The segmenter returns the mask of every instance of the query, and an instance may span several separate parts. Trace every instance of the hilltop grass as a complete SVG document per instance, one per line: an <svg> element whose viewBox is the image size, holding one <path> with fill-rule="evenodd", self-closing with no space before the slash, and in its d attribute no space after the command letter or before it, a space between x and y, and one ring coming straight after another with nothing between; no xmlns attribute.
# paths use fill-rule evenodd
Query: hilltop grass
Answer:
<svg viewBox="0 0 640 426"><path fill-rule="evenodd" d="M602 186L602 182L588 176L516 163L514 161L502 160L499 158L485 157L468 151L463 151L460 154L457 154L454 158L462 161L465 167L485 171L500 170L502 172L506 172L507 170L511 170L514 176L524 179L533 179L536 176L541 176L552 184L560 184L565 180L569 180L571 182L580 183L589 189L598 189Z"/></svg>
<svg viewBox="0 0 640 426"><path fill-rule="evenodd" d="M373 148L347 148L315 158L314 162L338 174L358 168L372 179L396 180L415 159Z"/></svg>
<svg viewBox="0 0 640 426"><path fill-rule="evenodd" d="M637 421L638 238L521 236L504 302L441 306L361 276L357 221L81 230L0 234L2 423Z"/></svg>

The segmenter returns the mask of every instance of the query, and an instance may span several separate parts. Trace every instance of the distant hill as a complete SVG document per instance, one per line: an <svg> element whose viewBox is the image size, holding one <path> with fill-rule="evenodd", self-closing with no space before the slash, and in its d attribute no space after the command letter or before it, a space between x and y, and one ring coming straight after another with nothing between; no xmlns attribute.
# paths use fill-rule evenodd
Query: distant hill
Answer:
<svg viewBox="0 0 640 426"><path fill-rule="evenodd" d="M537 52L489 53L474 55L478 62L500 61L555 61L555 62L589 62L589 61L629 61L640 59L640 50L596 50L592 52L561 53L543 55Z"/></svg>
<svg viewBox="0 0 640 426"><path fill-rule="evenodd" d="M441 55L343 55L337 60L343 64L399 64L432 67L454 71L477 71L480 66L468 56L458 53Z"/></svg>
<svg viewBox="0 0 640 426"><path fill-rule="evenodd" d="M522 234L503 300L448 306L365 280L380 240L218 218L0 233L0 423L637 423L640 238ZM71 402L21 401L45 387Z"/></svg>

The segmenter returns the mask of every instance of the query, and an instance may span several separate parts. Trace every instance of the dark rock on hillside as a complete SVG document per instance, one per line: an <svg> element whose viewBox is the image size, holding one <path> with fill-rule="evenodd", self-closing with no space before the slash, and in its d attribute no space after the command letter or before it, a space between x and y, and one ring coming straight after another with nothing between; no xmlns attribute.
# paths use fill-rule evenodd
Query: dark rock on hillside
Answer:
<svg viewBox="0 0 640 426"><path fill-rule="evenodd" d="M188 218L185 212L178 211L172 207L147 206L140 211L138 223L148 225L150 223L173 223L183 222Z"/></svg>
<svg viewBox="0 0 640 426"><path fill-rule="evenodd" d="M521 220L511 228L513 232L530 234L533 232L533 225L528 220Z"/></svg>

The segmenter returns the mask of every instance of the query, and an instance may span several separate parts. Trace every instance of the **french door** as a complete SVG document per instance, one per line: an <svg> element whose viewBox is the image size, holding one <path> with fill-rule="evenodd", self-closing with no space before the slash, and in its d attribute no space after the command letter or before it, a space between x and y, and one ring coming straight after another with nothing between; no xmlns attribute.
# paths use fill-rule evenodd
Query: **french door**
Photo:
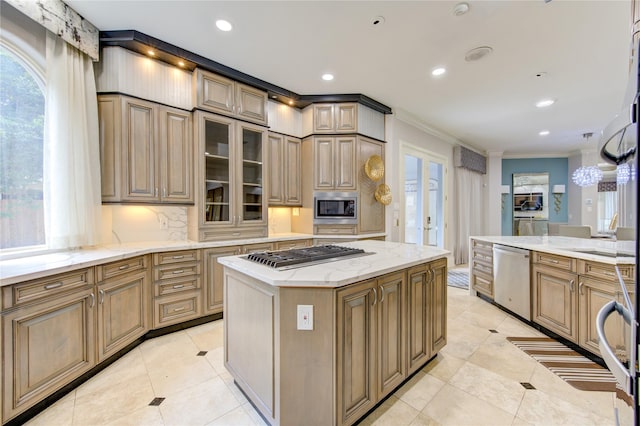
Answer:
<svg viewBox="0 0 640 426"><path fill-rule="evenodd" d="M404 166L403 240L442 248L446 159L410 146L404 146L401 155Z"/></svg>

-------

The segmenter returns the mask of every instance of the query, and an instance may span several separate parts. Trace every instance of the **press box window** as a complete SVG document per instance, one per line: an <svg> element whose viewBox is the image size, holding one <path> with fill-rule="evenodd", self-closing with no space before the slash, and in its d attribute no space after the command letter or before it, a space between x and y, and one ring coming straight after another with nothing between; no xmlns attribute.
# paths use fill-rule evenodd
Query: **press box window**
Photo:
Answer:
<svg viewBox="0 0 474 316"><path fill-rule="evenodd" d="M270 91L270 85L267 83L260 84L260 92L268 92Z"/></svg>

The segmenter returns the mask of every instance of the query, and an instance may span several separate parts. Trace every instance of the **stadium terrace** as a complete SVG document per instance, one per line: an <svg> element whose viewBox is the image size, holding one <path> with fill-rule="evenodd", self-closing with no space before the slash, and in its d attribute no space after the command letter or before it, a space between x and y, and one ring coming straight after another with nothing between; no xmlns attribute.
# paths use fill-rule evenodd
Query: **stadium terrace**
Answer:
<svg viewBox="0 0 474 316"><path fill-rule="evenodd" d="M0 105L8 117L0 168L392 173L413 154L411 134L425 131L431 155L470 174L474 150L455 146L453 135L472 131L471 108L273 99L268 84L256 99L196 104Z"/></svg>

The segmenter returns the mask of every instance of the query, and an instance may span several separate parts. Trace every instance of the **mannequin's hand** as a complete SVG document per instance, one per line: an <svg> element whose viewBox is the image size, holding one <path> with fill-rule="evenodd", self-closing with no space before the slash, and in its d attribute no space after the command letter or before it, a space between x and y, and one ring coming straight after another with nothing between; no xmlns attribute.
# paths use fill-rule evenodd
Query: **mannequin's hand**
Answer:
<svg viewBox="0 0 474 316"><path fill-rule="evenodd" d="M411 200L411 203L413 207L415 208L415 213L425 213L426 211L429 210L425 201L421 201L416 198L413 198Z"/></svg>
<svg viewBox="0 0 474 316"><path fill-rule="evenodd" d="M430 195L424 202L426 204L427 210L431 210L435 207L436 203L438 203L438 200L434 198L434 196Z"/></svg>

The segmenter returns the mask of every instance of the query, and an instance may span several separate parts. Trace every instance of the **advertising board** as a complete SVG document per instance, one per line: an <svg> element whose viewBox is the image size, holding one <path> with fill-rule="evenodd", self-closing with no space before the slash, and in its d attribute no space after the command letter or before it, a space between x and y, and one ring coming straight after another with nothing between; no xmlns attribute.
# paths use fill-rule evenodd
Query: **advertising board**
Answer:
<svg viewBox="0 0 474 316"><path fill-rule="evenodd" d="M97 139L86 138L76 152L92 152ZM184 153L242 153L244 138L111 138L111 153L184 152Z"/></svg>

-------

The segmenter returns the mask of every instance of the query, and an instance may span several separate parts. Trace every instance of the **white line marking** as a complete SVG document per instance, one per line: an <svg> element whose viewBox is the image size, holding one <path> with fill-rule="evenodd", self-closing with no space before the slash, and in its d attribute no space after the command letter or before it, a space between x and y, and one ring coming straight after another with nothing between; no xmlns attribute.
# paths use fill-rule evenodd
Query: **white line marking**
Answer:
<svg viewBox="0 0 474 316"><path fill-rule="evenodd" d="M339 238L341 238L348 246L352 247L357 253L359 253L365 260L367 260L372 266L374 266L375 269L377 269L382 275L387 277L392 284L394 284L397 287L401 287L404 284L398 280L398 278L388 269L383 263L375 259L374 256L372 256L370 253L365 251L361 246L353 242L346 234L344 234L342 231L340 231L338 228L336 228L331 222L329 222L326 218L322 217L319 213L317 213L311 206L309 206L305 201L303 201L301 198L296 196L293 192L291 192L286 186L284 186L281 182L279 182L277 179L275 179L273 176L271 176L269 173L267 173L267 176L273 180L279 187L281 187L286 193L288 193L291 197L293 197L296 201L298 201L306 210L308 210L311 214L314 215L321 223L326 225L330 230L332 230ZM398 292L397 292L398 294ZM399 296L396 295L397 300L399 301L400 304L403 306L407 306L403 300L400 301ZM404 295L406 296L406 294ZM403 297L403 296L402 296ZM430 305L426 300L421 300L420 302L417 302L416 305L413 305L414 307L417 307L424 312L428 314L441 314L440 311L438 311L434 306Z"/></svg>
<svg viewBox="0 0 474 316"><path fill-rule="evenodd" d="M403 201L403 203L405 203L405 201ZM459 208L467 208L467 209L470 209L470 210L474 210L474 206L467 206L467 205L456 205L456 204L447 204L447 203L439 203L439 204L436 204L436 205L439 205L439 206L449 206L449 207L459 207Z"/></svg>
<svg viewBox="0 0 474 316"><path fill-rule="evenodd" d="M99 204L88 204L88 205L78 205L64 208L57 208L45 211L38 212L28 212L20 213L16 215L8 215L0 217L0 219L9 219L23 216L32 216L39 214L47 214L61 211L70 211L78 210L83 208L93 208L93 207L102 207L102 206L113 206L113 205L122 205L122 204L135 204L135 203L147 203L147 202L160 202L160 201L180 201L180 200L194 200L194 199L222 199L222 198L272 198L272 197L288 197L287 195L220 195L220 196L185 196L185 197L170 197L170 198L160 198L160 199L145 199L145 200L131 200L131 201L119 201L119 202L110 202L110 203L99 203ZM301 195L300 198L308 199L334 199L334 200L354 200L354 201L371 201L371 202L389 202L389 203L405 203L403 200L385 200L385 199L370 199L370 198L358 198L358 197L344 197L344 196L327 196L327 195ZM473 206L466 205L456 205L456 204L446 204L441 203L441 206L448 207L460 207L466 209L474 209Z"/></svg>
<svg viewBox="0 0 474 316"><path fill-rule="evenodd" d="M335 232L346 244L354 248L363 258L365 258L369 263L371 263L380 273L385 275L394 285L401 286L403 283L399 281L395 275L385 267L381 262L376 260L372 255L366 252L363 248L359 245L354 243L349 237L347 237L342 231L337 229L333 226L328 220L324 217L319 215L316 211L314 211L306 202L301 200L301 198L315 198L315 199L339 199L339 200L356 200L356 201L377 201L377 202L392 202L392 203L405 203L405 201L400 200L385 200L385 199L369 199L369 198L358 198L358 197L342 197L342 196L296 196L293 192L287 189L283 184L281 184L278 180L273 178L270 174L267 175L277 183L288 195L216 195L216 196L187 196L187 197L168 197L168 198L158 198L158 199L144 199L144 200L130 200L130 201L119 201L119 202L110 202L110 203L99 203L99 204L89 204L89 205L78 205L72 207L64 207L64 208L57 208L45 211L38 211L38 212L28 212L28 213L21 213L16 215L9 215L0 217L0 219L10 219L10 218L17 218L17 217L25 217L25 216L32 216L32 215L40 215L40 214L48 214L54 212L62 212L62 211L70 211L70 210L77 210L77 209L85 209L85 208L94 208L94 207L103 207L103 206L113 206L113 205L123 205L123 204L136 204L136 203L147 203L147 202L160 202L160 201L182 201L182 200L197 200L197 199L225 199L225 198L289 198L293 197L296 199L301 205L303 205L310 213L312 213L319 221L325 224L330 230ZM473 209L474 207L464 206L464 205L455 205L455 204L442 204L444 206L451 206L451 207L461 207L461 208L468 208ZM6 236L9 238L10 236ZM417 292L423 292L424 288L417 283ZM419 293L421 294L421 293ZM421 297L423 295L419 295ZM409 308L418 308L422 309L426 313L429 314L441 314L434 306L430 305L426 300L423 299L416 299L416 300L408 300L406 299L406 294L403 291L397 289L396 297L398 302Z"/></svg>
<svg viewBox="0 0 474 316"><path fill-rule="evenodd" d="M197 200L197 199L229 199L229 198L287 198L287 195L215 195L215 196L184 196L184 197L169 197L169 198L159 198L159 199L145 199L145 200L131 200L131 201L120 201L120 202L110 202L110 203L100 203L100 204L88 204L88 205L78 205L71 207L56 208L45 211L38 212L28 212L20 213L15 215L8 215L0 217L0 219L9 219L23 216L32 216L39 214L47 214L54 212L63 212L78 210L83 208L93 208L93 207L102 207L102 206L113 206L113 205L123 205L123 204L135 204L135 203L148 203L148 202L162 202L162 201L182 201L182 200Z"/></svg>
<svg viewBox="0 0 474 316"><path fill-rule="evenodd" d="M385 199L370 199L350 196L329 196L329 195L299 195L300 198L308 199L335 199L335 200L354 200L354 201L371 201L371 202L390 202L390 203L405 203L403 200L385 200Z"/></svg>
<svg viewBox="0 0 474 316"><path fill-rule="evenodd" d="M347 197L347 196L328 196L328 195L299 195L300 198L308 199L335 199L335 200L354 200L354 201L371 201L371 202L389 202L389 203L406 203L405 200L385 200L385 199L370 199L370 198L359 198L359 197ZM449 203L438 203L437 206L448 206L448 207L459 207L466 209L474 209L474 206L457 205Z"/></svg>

-------

ASSIGNMENT: In the listing above, locate the line containing "of the hilltop" and the line containing "Query: hilltop grass". Transcribe those two lines and everything between them, exactly as written.

TASK SOLUTION:
The segmenter returns the mask of every instance of the query, and an instance may span several separate parts. Trace every instance of the hilltop grass as a complete SVG document per instance, one per line: an <svg> element whose viewBox is the image size, holding one <path> with fill-rule="evenodd", self-closing with no space before the slash, and in its d attribute no space after the command letter or before it, a space between x and y, and one ring coming straight after another with nothing between; no xmlns attribute.
# paths use fill-rule evenodd
Query: hilltop grass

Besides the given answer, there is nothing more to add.